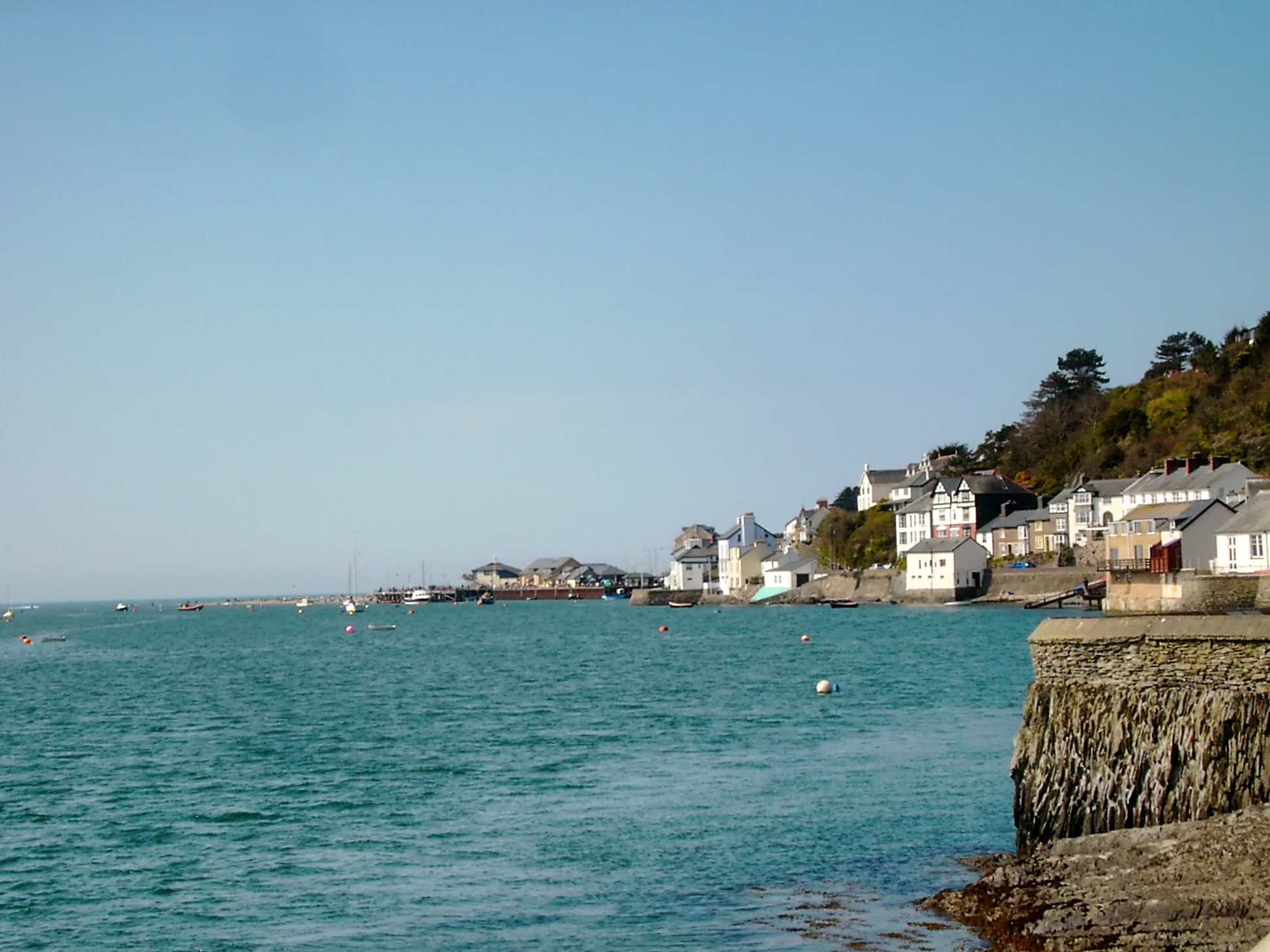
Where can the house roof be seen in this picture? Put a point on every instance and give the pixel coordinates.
(943, 546)
(735, 529)
(1156, 510)
(1106, 487)
(984, 483)
(885, 476)
(1011, 520)
(498, 569)
(1198, 509)
(923, 503)
(548, 565)
(698, 552)
(788, 562)
(1252, 516)
(1181, 481)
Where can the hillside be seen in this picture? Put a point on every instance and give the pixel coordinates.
(1196, 397)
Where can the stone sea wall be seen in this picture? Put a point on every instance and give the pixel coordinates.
(1142, 721)
(1185, 591)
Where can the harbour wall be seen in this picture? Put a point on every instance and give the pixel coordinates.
(1185, 591)
(1142, 721)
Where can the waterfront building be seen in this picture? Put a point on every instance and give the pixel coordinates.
(802, 528)
(548, 571)
(742, 551)
(945, 567)
(1243, 543)
(495, 575)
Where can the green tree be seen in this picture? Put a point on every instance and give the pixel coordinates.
(1084, 370)
(955, 459)
(1176, 352)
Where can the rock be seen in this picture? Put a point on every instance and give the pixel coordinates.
(1198, 885)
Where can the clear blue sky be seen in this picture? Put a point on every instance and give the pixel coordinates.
(545, 278)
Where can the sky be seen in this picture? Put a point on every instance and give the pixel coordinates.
(442, 282)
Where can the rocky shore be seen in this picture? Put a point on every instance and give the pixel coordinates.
(1200, 885)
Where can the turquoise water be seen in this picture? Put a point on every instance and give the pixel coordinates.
(533, 776)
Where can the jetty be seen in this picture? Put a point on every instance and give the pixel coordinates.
(1090, 593)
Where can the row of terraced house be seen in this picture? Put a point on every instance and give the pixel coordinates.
(1202, 514)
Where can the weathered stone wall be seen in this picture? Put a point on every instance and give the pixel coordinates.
(1138, 722)
(1185, 591)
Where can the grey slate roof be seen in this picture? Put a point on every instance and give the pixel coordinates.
(498, 569)
(1011, 520)
(546, 565)
(1108, 487)
(1252, 516)
(941, 546)
(1181, 481)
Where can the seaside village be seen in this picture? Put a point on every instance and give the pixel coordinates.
(952, 534)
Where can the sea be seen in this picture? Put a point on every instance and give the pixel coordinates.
(524, 776)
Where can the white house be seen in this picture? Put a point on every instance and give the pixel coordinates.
(1093, 506)
(912, 524)
(788, 570)
(943, 566)
(495, 575)
(802, 528)
(742, 551)
(1190, 479)
(1244, 541)
(694, 567)
(876, 486)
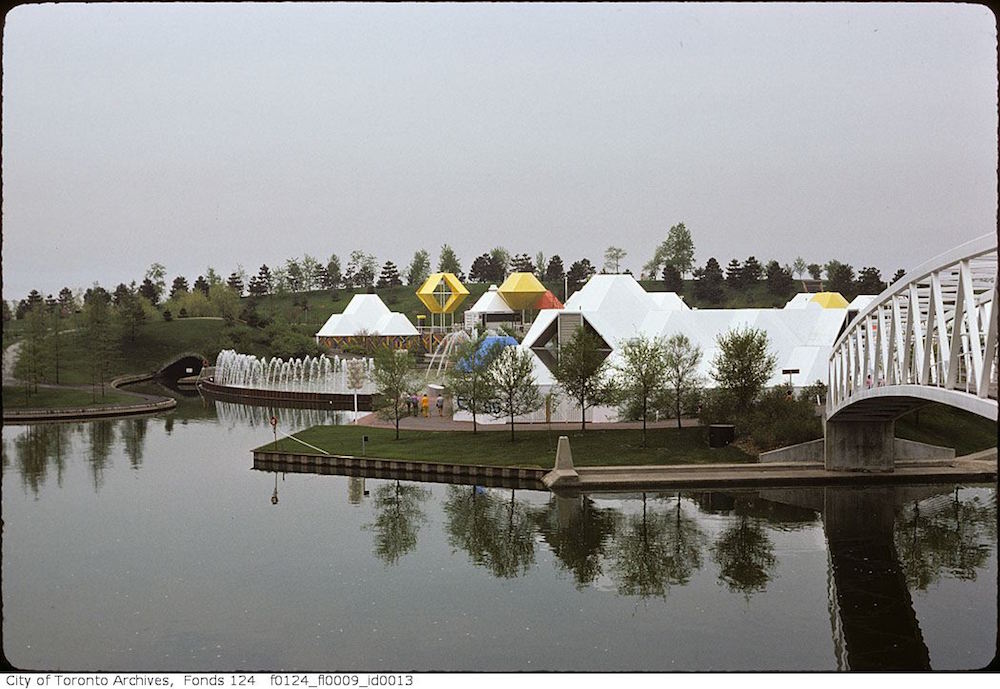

........

The data is to be returned exactly as it stands, pictures aside.

Where can the house roof be seen in this picture? Put a point on every instance and give the pixel coordinates.
(943, 546)
(735, 529)
(1156, 510)
(1106, 487)
(984, 483)
(885, 476)
(1011, 520)
(498, 569)
(1198, 509)
(923, 503)
(548, 565)
(698, 552)
(788, 562)
(1252, 516)
(1181, 481)
Where can the hillside be seen in this picture? Put a point on every instance and give the pixel coordinates.
(1196, 397)
Where can the stone sea wall be seen in this picture? Put a point on every instance and give the pixel coordinates.
(1142, 721)
(1185, 591)
Where can the harbour wall be seen in this picture? Put a point on every instance and give the pixel coordinates.
(1185, 591)
(1142, 721)
Where can the waterfront building be seen in this picture? Put a point on every instance and give the pixel coordinates.
(802, 528)
(548, 571)
(742, 551)
(945, 567)
(1243, 543)
(495, 575)
Where can the green tree be seen in this picture? Put a point on every instance and give the pixel coordinates.
(1084, 370)
(955, 459)
(1176, 352)
Where can the rock be seen in this picture? Put a point on every instance and give the pixel coordinates.
(1198, 885)
Where can the clear blue sky be seen in this picture? Put a point on every instance and give the pixel coordinates.
(545, 278)
Where can the sky be seen in this picture? Put a point on every instance and give the pixel coordinates.
(442, 282)
Where can the rocky shore be seen in this picture? Put a point on every instance and give the pixel coordinates.
(1200, 885)
Where can the turquoise water be seen in this picture? Put a point on every instance and give the pixel coordinates.
(533, 776)
Where can the jetty be seen in this picture? Put a point on every instance and give the pixel coordinates.
(1090, 593)
Where can the row of terraced house be seen in this picture? Put a point on every instance and give the pixel coordinates.
(1202, 514)
Where can the weathered stone wall be seen in this picture? Put a point on every instance and give the pixel coordinates.
(1138, 722)
(1185, 591)
Where can the grey slate roof be seen in this picture? Put a point on every instance and give the pixel coordinates.
(498, 569)
(1011, 520)
(546, 565)
(1108, 487)
(1252, 516)
(941, 546)
(1181, 481)
Where can the seaside village be seen in this picture? Put a point on every instance and give the pixel coordinates.
(952, 534)
Where can the sea be seen in this picture? Put a point on every instance and give the pixel coordinates.
(524, 776)
Where can the white house be seen in this picture? Put a point on every instance and give the pixel coordinates.
(1093, 506)
(912, 524)
(788, 570)
(943, 566)
(495, 575)
(802, 528)
(742, 551)
(1190, 479)
(1244, 541)
(694, 567)
(876, 486)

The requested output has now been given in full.